DOCUMENT SEGMENT: Begin

Supercharging ActiveRecord with PostgreSQL

Who am I?


Partner at DockYard
GitHub: danmcclain
Twitter: @_danmcclain

PostgreSQL

  • Advanced Data Types
    • Arrays
    • Hstore (Hash Store, aka Key-Value store)
    • JSON
    • Ranges
  • Powerful Features
    • windowing functions
    • table inheritance
    • Schemas - Separate silos within a single database

What We'll Explore:
Arrays

  • PostgreSQL has built in support for arrays of any datatype
    • That includes user-defined types as well
  • Can be multi-dimensional
    • Child arrays must have the same number of elements as their siblings

What We'll Expore:

HStore

  • Hash Store
  • Key-Value store
  • Values are stored as strings, so plan on converting values if you want to store something else

What We'll Explore 

Rank and CTEs

  • PostgreSQL has window functions
    • perform a calculation over a set of records
  • rank - determines a record's rank over a specific order
    • takes ties into account
  • CTEs or Common Table Expressions allow you to declare a specific query as a temporary table to be used in a complex query

Patterns we'll examine: Tagging

Patterns we'll examine: Similar Records 

Patterns we'll examine: Single Table Inheritance


Patterns we'll examine: Leaderboards

Tagging


  • We want to apply tags to notes entered into our system
  • We don't care about generating a tag cloud
  • We want to be able to find all notes with a given tag

Many to Many relation

  • Usually, we'll generate a many-to-many relation between notes and tags
  • We'll have a tag record for each tag applied to a note
  • We'll have to generate a new tag when a user wants to use one we have not previously encountered

Using Arrays for tags

  • PostgreSQL has native support for array columns
  • We can store the tags as an array column on our notes
  • We no longer have to worry about creating tag records when we encounter a new one

Adding our tags array to the model

class AddTagsToNotes < ActiveRecord::Migration
  def change
    add_column :notes, :tags, :string, array: true
  end
end

Finding Tagged Notes

  • Now that we are tagging our notes, we need a way of finding them
  • PostgreSQL has multiple ways of checking if an array contains a value
    • ANY(...)

DOCUMENT SEGMENT: End
RECORDS: Begin

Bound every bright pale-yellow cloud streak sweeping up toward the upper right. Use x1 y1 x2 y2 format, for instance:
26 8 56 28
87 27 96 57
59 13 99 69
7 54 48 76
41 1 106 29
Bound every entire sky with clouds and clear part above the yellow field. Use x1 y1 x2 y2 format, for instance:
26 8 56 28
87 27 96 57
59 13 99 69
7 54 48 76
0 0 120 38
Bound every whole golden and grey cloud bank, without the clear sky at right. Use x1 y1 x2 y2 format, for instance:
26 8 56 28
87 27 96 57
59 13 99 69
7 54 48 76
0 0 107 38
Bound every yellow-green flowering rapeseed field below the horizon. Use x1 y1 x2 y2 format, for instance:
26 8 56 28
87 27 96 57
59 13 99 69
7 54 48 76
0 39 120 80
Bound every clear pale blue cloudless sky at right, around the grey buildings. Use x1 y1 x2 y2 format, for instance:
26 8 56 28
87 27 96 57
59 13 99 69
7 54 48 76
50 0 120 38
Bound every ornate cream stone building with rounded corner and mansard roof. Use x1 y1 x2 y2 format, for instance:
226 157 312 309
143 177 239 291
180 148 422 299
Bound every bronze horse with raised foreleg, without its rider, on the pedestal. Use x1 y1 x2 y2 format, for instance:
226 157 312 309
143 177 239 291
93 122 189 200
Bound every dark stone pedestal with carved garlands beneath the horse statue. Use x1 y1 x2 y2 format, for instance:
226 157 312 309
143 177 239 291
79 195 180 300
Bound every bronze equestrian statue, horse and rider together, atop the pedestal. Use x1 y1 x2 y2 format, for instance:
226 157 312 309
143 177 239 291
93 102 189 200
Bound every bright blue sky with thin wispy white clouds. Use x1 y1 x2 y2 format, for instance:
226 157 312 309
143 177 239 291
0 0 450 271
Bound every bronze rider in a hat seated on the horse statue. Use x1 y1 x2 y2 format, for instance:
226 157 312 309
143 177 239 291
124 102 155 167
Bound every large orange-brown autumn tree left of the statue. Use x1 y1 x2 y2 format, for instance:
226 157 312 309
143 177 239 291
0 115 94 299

RECORDS: End
RECORDS: Begin

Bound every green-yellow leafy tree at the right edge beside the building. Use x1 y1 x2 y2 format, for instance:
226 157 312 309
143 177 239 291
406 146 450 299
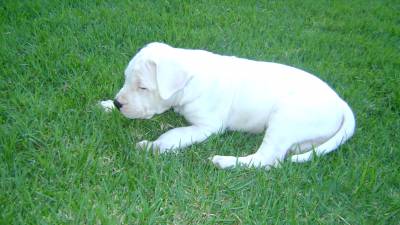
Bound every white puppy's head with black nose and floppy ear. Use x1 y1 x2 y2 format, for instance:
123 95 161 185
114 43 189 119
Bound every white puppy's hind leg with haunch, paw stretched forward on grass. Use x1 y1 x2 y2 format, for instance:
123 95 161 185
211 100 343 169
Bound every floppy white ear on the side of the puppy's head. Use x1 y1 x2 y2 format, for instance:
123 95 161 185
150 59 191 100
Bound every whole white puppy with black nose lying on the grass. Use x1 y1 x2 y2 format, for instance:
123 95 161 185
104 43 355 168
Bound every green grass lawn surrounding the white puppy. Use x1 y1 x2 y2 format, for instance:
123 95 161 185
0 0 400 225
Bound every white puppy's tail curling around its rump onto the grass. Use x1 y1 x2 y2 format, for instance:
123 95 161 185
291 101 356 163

RECORDS: End
RECORDS: Begin

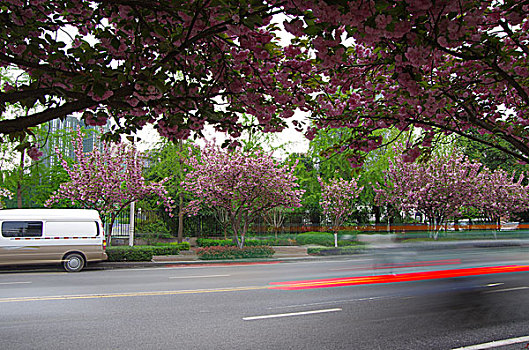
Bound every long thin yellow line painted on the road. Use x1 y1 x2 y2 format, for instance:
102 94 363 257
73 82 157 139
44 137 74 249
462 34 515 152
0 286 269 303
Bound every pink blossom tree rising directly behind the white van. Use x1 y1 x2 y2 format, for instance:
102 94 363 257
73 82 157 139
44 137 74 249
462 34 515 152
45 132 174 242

RECORDS: End

PROBLEM TO WORK ON
Reproduce the slides on supercharging ActiveRecord with PostgreSQL in full, word for word. The entries have no connection to the slides on supercharging ActiveRecord with PostgreSQL.

ANSWER TO THIS EXERCISE
Supercharging ActiveRecord with PostgreSQL

Who am I?


Partner at DockYard
GitHub: danmcclain
Twitter: @_danmcclain

PostgreSQL

  • Advanced Data Types
    • Arrays
    • Hstore (Hash Store, aka Key-Value store)
    • JSON
    • Ranges
  • Powerful Features
    • windowing functions
    • table inheritance
    • Schemas - Separate silos within a single database

What We'll Explore:
Arrays

  • PostgreSQL has built in support for arrays of any datatype
    • That includes user-defined types as well
  • Can be multi-dimensional
    • Child arrays must have the same number of elements as their siblings

What We'll Expore:

HStore

  • Hash Store
  • Key-Value store
  • Values are stored as strings, so plan on converting values if you want to store something else

What We'll Explore 

Rank and CTEs

  • PostgreSQL has window functions
    • perform a calculation over a set of records
  • rank - determines a record's rank over a specific order
    • takes ties into account
  • CTEs or Common Table Expressions allow you to declare a specific query as a temporary table to be used in a complex query

Patterns we'll examine: Tagging

Patterns we'll examine: Similar Records 

Patterns we'll examine: Single Table Inheritance


Patterns we'll examine: Leaderboards

Tagging


  • We want to apply tags to notes entered into our system
  • We don't care about generating a tag cloud
  • We want to be able to find all notes with a given tag

Many to Many relation

  • Usually, we'll generate a many-to-many relation between notes and tags
  • We'll have a tag record for each tag applied to a note
  • We'll have to generate a new tag when a user wants to use one we have not previously encountered

Using Arrays for tags

  • PostgreSQL has native support for array columns
  • We can store the tags as an array column on our notes
  • We no longer have to worry about creating tag records when we encounter a new one

Adding our tags array to the model

class AddTagsToNotes < ActiveRecord::Migration
  def change
    add_column :notes, :tags, :string, array: true
  end
end

Finding Tagged Notes

  • Now that we are tagging our notes, we need a way of finding them
  • PostgreSQL has multiple ways of checking if an array contains a value
    • ANY(...)